** Start of THE DATA **

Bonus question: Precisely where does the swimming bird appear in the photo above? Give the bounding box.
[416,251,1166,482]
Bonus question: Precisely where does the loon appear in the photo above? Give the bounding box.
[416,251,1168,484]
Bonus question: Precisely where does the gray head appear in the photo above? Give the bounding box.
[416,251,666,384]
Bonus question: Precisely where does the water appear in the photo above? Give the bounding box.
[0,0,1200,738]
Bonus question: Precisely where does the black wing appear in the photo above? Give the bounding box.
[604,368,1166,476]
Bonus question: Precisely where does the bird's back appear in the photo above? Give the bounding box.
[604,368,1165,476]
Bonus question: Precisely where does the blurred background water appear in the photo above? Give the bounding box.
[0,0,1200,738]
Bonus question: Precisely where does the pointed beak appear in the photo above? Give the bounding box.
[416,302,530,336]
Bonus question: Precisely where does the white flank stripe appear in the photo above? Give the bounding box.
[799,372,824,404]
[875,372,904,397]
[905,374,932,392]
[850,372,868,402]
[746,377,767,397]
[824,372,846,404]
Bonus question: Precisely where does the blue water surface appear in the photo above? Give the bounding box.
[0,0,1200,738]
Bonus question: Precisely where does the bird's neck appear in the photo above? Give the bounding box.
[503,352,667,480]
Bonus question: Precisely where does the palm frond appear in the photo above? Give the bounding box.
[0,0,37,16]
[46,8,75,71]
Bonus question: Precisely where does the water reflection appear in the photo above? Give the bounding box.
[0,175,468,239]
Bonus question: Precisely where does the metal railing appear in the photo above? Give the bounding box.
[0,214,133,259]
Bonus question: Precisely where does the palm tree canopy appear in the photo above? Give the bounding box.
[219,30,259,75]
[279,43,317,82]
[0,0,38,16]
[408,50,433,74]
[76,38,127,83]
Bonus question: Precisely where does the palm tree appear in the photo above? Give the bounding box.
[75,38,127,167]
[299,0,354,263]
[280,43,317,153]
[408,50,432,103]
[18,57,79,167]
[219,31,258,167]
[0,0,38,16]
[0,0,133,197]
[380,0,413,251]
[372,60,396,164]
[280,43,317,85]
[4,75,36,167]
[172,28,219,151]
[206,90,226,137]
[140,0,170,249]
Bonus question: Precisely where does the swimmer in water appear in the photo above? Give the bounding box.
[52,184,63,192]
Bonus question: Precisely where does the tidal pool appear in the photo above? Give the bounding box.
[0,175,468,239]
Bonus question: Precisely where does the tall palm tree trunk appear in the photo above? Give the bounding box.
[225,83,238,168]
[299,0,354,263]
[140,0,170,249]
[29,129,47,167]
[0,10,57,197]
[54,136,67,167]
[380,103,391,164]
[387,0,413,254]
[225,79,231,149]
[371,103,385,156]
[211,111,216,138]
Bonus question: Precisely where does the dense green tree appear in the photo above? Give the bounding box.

** End of THE DATA **

• _INSTRUCTIONS TO FOLLOW_
All of the entries must be quoted exactly; please include each one.

• _EXPECTED OUTPUT_
Bonus question: Precisely where does the swimming bird appear in the photo above? Give the bounding box.
[416,251,1166,482]
Bonus question: Precisely where does the loon appear in the photo above? Give the bounding box.
[416,251,1168,484]
Bonus question: Precisely where does the gray head appear in the photo above? Give the bounding box.
[416,251,666,384]
Bonus question: Precisely where does the water appear in the photo above? Give the bounding box.
[0,0,1200,738]
Bonus question: Precisely where does the black wing appear in the photo above? Give the bounding box.
[604,368,1166,476]
Bonus question: Precisely where does the bird's back appear in the photo above? Give the bounding box.
[604,368,1165,476]
Bonus question: Precisely where does the blurred background water appear in the photo above? Give the bounding box.
[0,0,1200,738]
Bonus question: Precisely where does the pointed beak appear in the photo above? Give the bounding box.
[416,302,530,336]
Bonus question: Precisely where does the white flank stripe appear in the photo above? Give the bounding box.
[799,372,824,404]
[875,372,904,397]
[905,374,932,392]
[850,372,868,402]
[746,377,767,397]
[824,372,846,404]
Bonus question: Precisely where does the blue water surface appear in the photo above? Give the bounding box.
[0,0,1200,738]
Bonus question: Precisely where does the bird's neck appear in the photo above? Give the bounding box.
[503,352,667,480]
Bonus question: Precisely where does the palm frond appear in the photo above? Give the bounding box.
[0,0,37,16]
[46,8,75,71]
Bonus question: Precisely where does the water reflection appear in the photo above? Give the bounding box.
[0,175,468,239]
Bonus question: Precisely where does the metal railing appear in the photo above? Give the bounding box.
[0,214,133,259]
Bonus question: Precisely where does the palm tree canopy appear in the photo above? Give the bounding box.
[219,30,259,75]
[279,43,317,82]
[0,0,38,16]
[408,50,433,74]
[76,38,127,83]
Bonus question: Precisely where does the palm tree appear in the photo above? Give the bounding box.
[75,38,127,167]
[299,0,354,263]
[280,43,317,153]
[408,50,432,103]
[18,57,79,167]
[219,31,258,167]
[0,0,38,16]
[0,0,133,197]
[380,0,413,251]
[372,60,396,164]
[280,43,317,85]
[4,75,36,167]
[172,28,219,151]
[206,90,226,137]
[140,0,170,249]
Bonus question: Precisely where does the swimmer in water appear in the photo above? Give the bounding box.
[52,184,63,192]
Bonus question: Precisely where does the tidal pool appear in the photo above? Give the bounding box.
[0,175,468,239]
Bonus question: Precisely where does the tall palm tree trunk appear in the photo above? Give the bounding box.
[225,83,238,168]
[299,0,354,263]
[140,0,170,249]
[29,129,47,167]
[0,10,57,197]
[54,136,67,167]
[380,103,391,164]
[387,0,413,254]
[225,79,231,149]
[371,103,385,156]
[211,111,216,138]
Bonus question: Precisely where does the dense green tree appear in the photo above? Give the bounding box.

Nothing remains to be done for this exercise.